# [Set of tasks]
a) According to the worked example on beam shear design, what factored uniformly distributed load does the beam carry?
b) Reproduce the passage from the worked example on beam shear design, beginning at the words "Chapter 13 (cont..16)" and stopping after "and M25 concrete.".

Wednesday, December 2, 2015

Chapter 13 (cont..16) - Solved example on Shear design of beam

In the previous section we saw the critical sections for shear design in different structural members. Now we will do the complete shear design of a beam.

Solved example 13.1
A rectangular beam is 400 mm wide and it’s effective depth is 550 mm. It is simply supported on two masonry walls, each of 300 mm thickness. The center to center distance between the supports is 6000 mm. The beam carries a factored UDL of 135 kN/m. The tensile steel of the beam has an area of 3927 mm2. This steel continues uninterrupted from support to support. Determine the diameter and spacing of vertical stirrups to resist the shear force applied on the beam. Assume Fe 415 steel and M25 concrete.

Solution:
We will write down the given data:
b =400 mm, d =550 mm, Ast =3927.00 mm2fy =415 N/mm2fck =25 N/mm2c/c Distance between supports =6000 mm, Widths of supports =300 mm.

# [Data shown]
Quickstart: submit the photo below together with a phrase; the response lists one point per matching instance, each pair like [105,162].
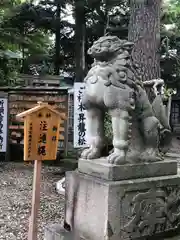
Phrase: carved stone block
[97,209]
[101,169]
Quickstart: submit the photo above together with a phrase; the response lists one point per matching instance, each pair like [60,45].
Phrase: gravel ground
[15,200]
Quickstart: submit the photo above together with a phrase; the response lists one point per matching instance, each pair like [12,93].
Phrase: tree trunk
[58,39]
[144,31]
[80,39]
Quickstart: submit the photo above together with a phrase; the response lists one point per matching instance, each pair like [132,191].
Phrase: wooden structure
[41,132]
[24,98]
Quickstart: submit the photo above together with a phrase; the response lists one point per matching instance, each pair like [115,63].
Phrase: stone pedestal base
[98,209]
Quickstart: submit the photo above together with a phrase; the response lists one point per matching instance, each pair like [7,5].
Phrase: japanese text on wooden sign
[80,131]
[41,133]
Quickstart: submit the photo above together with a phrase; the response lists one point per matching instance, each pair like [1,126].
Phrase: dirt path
[15,200]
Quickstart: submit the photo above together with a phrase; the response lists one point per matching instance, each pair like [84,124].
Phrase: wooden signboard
[41,132]
[22,101]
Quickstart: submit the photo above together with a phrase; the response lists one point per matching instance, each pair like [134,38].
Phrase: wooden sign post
[41,134]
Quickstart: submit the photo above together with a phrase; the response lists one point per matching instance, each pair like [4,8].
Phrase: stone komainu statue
[112,86]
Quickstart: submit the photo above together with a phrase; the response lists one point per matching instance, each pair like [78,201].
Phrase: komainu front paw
[91,153]
[117,157]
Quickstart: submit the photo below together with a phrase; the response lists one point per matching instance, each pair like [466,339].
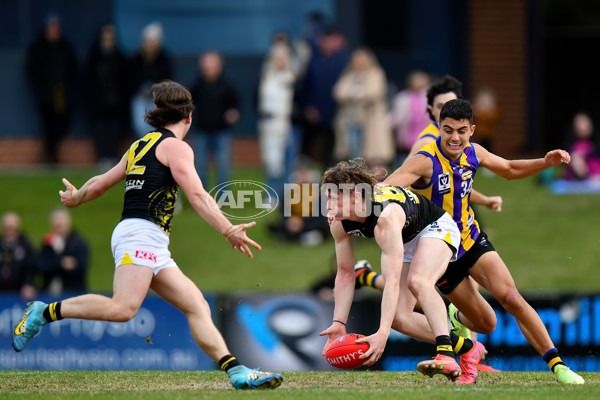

# [Responses in order]
a) 135 kN/m

b)
Chapter 13 (cont..16) - Solved example on Shear design of beam

In the previous section we saw the critical sections for shear design in different structural members. Now we will do the complete shear design of a beam.

Solved example 13.1
A rectangular beam is 400 mm wide and it’s effective depth is 550 mm. It is simply supported on two masonry walls, each of 300 mm thickness. The center to center distance between the supports is 6000 mm. The beam carries a factored UDL of 135 kN/m. The tensile steel of the beam has an area of 3927 mm2. This steel continues uninterrupted from support to support. Determine the diameter and spacing of vertical stirrups to resist the shear force applied on the beam. Assume Fe 415 steel and M25 concrete.